• **TRECHO SELECIONADO**:
D4: Para Kuhn a ciência amadurecida retratada nos livros didáticos, que ele denomina manuais, não contempla a relação com o seu contexto histórico e "acaba escondendo o processo que está na raiz dos episódios mais significativos do processo científico". [...] Sendo assim, nesse trabalho utilizaremos [...] episódios sobre a descoberta dos raios X e sobre a descoberta da radioatividade, que apresentam uma história repleta de controvérsias, bem como permite uma aproximação maior do aluno com a história da ciência. A intenção é de problematizar o desenvolvimento histórico da ciência [...] (MONTEIRO, 2011, p. 16; 30).

D5: Após revisão feita através dos slides, achamos pertinente falar da Nathurphilosophie quando mencionamos a busca da construção de uma teoria que explicasse a totalidade dos fenômenos da natureza. Em seguida, abordamos as ideias de Mayer e Joule no que tange à construção do Princípio de Conservação de energia, ilustrando o que Kuhn chama de descoberta simultânea. (MORAIS, 2011, p. 107).

O trabalho de El-Hani (2006)EL-HANI, C. N. Notas sobre o ensino de história e filosofia da ciência na educação científica superior. In: SILVA, C. C. (Org.). Estudos de história e filosofia das ciências: subsídios para a aplicação no ensino. São Paulo: Livraria da Física, 2006. p. 3-21., referenciado para a formulação de objetivos em quatro das dez dissertações, apresenta uma proposta contextualizada para o ensino de ciências e recomenda a discussão dos aspectos da Natureza da Ciência com vistas à transformação de visões equivocadas da ciência, nos termos exemplificados no excerto a seguir:

D9: [...] buscar novas possibilidades e dimensões para os alunos a respeito do funcionamento interno e externo da Ciência, como o conhecimento cientifico é construído, quais os métodos que a Ciência usa para validar esse conhecimento, resumindo, sobre a natureza da Ciência [...]. (BEZERRA, 2011, p. 24).

Da mesma forma, quatro dissertações consideraram os estudos de Peduzzi (2001)PEDUZZI, L. O. Q. Sobre a utilização didática da história da ciência. In: PIETROCOLA, M. (Org.). Ensino de física: conteúdo, metodologia e epistemologia numa concepção integradora. Florianópolis: Ed. UFSC, 2001. p. 236-250. na formulação dos objetivos que dizem respeito à elaboração de material instrucional que não enfatize apenas o produto final da ciência, mas permita a transformação das imagens estereotipadas e estéreis que geralmente são associadas ao conhecimento científico.

D3: Ao trabalhar os textos, pretende-se enfocar obras literárias de épocas históricas distintas, assim como diferentes olhares para a Ciência, especialmente para a Física. Espera-se que esse confronto permita ao aluno perceber que o olhar sobre a Ciência não é estático, sendo afetado pelo contexto sociocultural do autor trabalhado. (MENEZES, 2011, p. 25).

• **OBJETIVO**: Reproduza o trecho selecionado entre "D9: [...] buscar" e "ao conhecimento científico.", inclusive. Os registros vêm de outra fonte.

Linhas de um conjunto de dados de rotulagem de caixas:

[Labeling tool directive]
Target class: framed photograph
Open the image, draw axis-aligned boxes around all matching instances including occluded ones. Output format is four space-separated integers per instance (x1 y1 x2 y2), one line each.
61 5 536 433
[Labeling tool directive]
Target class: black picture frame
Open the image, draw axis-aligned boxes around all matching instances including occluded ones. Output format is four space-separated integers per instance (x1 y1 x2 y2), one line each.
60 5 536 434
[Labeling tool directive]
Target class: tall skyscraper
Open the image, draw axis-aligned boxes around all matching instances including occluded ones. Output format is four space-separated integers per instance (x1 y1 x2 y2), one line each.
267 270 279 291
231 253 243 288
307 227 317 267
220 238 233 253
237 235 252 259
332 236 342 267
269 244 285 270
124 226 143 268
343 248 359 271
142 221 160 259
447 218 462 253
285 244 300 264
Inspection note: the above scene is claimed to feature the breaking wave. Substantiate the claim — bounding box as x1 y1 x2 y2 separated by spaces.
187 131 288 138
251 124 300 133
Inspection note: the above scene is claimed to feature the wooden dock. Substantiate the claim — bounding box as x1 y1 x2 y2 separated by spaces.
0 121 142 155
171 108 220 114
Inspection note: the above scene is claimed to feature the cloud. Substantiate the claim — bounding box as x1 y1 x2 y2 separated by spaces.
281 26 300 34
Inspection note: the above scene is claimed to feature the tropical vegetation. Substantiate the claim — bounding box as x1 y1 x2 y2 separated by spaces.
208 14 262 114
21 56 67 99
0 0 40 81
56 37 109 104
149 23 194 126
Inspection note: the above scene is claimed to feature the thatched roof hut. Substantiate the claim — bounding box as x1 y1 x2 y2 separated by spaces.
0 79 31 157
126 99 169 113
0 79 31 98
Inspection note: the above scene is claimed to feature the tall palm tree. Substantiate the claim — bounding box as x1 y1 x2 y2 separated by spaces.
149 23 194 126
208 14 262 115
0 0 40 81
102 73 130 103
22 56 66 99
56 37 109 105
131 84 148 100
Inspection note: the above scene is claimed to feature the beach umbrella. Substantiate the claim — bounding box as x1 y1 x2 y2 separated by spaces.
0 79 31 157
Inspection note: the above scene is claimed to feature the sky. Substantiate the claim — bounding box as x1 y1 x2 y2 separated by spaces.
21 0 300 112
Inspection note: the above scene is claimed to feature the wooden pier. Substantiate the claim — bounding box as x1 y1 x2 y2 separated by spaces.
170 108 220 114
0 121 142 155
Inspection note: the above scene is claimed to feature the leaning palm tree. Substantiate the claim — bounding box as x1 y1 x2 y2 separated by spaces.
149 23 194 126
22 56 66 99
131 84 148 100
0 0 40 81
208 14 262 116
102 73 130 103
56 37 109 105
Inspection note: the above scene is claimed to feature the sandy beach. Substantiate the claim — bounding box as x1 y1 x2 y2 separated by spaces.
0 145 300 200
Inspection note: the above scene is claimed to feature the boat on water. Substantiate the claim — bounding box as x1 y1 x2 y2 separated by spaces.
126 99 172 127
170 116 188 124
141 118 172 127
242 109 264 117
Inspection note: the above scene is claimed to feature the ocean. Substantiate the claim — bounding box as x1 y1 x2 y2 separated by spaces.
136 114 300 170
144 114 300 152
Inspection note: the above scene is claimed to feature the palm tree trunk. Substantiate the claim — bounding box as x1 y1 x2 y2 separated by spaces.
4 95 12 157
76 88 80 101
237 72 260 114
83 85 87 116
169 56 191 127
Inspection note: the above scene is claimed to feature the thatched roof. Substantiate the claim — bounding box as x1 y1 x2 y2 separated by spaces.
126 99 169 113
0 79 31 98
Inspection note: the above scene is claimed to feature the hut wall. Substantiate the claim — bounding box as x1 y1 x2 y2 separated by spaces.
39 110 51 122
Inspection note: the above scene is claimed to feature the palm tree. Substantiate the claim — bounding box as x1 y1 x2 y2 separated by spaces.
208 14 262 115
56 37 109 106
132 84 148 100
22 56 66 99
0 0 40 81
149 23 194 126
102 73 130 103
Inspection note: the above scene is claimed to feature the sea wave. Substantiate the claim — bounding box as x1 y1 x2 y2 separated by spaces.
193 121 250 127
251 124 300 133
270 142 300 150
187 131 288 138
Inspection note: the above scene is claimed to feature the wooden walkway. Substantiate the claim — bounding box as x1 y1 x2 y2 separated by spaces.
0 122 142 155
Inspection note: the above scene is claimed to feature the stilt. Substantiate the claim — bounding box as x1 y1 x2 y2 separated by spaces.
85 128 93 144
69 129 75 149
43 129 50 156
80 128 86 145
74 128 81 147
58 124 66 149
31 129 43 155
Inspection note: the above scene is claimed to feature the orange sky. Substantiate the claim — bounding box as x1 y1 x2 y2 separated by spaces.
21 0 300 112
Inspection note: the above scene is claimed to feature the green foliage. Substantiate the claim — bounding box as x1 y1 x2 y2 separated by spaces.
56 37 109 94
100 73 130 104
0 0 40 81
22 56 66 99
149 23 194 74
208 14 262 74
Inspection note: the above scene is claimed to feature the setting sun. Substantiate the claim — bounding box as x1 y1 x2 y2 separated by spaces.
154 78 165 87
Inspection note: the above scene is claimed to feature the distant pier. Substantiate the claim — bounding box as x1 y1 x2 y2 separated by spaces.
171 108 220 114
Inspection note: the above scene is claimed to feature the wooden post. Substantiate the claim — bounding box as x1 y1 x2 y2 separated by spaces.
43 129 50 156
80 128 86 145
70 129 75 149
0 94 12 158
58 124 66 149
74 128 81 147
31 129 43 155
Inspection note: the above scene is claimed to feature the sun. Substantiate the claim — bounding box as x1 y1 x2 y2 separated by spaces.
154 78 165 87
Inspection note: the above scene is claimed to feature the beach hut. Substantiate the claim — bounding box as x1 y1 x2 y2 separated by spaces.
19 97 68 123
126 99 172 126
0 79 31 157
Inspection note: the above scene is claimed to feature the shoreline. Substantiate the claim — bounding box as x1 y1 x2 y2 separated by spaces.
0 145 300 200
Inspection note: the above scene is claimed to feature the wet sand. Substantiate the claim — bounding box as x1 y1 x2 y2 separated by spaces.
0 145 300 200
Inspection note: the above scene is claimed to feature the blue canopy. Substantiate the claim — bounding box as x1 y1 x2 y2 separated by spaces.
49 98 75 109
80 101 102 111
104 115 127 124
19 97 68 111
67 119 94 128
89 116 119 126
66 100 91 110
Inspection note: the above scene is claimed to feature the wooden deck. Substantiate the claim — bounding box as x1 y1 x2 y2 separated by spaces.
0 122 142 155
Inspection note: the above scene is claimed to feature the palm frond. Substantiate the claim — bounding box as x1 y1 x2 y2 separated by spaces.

• **RESPOSTA COMPLETA**:
D9: [...] buscar novas possibilidades e dimensões para os alunos a respeito do funcionamento interno e externo da Ciência, como o conhecimento cientifico é construído, quais os métodos que a Ciência usa para validar esse conhecimento, resumindo, sobre a natureza da Ciência [...]. (BEZERRA, 2011, p. 24).

Da mesma forma, quatro dissertações consideraram os estudos de Peduzzi (2001)PEDUZZI, L. O. Q. Sobre a utilização didática da história da ciência. In: PIETROCOLA, M. (Org.). Ensino de física: conteúdo, metodologia e epistemologia numa concepção integradora. Florianópolis: Ed. UFSC, 2001. p. 236-250. na formulação dos objetivos que dizem respeito à elaboração de material instrucional que não enfatize apenas o produto final da ciência, mas permita a transformação das imagens estereotipadas e estéreis que geralmente são associadas ao conhecimento científico.